**BRIEF**
Each line of the data below containing "Target" needs to be listed.

**DATA SUPPLIED**
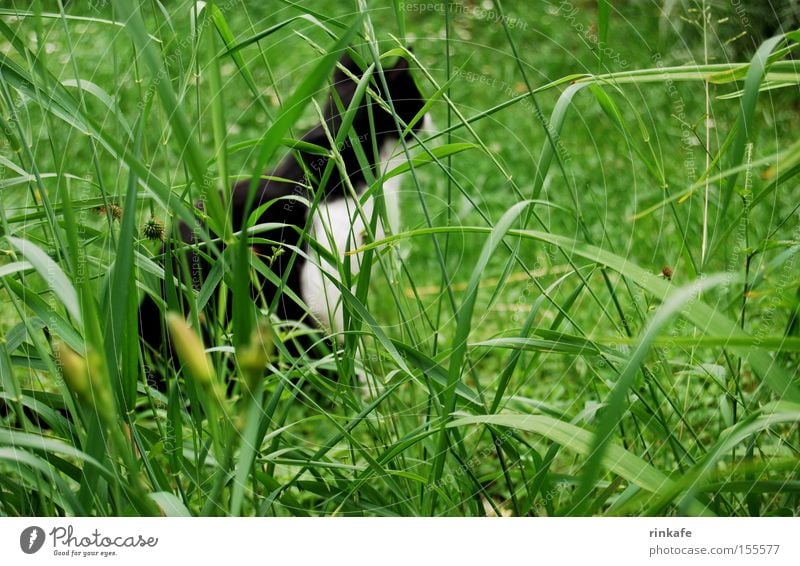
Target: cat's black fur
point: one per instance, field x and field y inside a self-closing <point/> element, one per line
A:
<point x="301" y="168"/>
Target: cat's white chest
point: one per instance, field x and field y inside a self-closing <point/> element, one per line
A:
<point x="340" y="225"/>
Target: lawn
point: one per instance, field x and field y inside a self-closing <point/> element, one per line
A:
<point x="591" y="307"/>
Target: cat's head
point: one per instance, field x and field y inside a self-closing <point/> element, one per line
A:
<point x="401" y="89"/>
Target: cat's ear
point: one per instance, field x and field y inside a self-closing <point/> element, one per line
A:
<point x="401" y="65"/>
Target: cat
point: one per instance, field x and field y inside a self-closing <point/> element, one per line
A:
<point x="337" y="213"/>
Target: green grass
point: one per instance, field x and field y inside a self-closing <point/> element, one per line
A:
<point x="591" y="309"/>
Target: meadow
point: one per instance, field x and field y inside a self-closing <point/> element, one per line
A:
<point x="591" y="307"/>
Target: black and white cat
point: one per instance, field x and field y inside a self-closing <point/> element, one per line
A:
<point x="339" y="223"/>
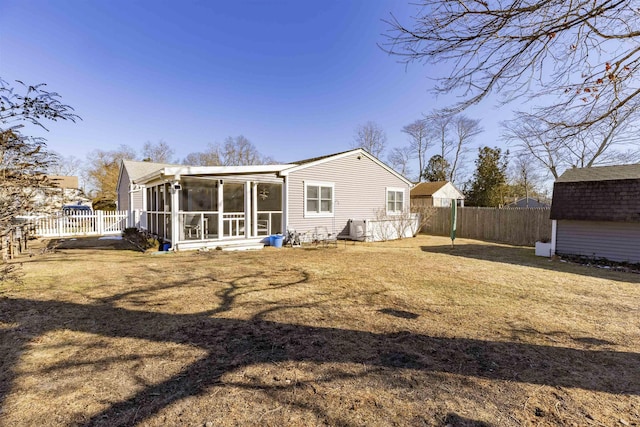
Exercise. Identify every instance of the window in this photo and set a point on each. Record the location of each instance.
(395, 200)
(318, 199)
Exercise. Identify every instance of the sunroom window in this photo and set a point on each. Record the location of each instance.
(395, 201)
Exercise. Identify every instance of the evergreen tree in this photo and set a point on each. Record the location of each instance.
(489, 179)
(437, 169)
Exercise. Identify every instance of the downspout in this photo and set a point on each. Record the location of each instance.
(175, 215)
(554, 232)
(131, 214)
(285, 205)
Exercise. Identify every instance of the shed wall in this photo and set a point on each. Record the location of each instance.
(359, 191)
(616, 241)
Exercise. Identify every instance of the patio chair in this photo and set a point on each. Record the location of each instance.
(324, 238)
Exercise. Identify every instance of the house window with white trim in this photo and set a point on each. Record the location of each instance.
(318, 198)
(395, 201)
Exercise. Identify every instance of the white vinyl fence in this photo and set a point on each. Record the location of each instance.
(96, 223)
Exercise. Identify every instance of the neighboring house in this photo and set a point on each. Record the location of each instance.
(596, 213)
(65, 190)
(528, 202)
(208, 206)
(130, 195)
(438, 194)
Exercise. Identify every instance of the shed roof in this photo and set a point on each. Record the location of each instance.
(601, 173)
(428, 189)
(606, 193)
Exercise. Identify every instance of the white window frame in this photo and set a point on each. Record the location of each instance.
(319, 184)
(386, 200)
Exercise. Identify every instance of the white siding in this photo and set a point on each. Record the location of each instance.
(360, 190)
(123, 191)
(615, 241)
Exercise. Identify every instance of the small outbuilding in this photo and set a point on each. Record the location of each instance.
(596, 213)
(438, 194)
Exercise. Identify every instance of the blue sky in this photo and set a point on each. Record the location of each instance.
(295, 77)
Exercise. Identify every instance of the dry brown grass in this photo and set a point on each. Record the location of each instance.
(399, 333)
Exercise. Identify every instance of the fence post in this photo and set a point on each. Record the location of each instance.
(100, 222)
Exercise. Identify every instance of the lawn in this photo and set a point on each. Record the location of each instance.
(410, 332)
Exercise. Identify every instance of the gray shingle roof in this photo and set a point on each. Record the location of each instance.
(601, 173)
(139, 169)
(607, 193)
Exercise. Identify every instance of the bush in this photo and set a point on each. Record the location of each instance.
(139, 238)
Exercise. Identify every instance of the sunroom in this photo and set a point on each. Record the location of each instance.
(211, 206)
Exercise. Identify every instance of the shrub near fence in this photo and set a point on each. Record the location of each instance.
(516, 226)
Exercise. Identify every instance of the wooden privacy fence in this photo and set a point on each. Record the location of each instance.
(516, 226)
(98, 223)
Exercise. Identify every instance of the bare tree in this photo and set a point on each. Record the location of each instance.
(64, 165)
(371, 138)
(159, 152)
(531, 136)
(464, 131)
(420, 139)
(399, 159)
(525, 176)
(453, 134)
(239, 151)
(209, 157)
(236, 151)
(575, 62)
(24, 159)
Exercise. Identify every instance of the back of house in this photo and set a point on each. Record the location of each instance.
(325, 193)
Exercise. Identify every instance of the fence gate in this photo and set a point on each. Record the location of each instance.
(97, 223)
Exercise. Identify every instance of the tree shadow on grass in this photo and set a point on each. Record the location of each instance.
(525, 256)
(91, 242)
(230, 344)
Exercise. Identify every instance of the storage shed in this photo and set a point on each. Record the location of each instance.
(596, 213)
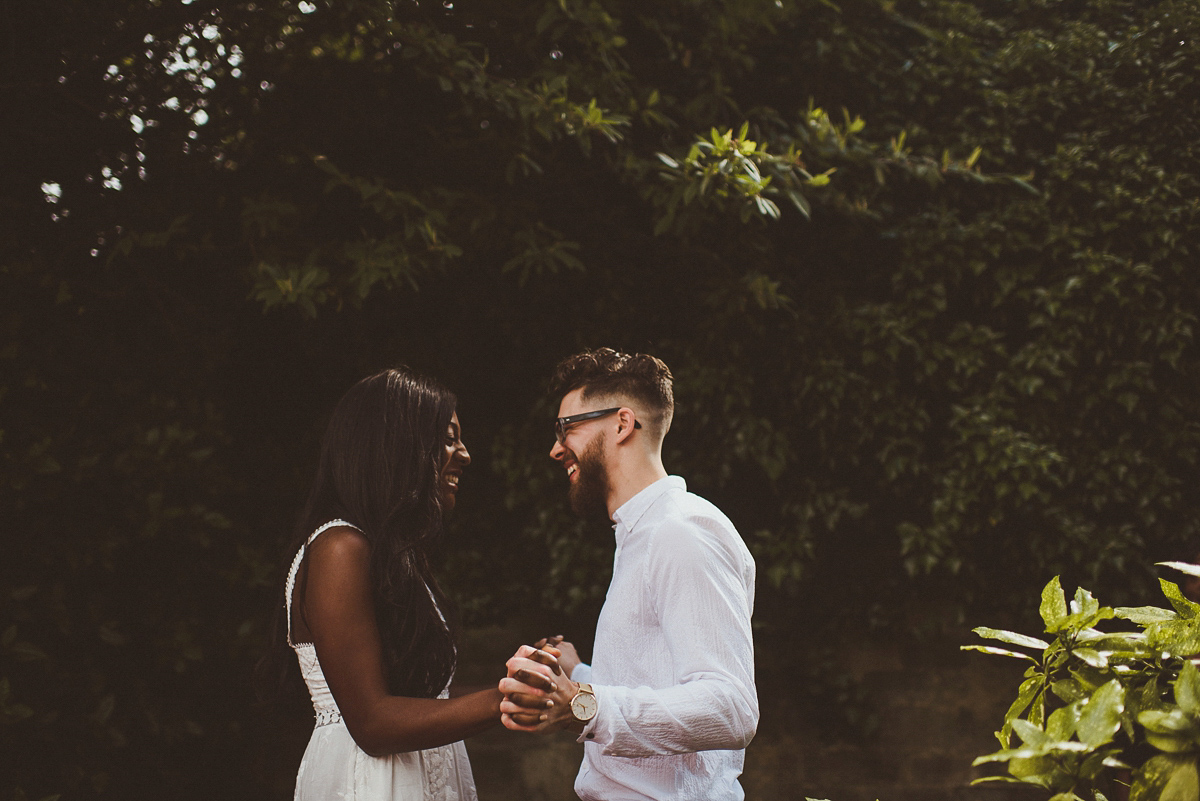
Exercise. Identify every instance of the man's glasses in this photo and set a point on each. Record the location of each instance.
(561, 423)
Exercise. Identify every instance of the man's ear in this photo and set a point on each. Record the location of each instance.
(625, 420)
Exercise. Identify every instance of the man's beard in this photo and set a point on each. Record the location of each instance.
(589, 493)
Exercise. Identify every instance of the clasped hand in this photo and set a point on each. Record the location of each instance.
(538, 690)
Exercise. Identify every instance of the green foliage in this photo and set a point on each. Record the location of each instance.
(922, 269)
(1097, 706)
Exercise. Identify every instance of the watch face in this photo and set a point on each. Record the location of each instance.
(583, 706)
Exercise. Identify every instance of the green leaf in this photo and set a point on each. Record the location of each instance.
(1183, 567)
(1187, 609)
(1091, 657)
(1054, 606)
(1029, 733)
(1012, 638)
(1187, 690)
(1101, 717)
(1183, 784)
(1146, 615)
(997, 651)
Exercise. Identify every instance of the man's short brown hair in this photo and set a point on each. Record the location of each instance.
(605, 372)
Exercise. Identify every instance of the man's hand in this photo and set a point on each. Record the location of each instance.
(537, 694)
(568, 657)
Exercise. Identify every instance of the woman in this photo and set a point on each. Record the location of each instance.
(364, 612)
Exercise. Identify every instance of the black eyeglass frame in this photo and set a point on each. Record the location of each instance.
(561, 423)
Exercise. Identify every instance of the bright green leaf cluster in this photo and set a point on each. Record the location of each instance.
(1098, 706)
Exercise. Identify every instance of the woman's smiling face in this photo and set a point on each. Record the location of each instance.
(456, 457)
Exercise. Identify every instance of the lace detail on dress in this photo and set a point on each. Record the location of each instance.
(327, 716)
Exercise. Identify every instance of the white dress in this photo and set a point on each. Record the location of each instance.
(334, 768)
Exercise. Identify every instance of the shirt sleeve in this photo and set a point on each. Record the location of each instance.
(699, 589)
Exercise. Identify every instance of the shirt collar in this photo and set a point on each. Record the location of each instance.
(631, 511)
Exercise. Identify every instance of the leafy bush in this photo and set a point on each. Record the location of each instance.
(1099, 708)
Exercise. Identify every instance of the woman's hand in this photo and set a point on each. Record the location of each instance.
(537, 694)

**EXERCISE SOLUTION**
Target: cat's black fur
Target: cat's white chest
Target: lawn
Target: cat's head
Target: cat's ear
Target: cat
Target: green grass
Target: meadow
Target: black and white cat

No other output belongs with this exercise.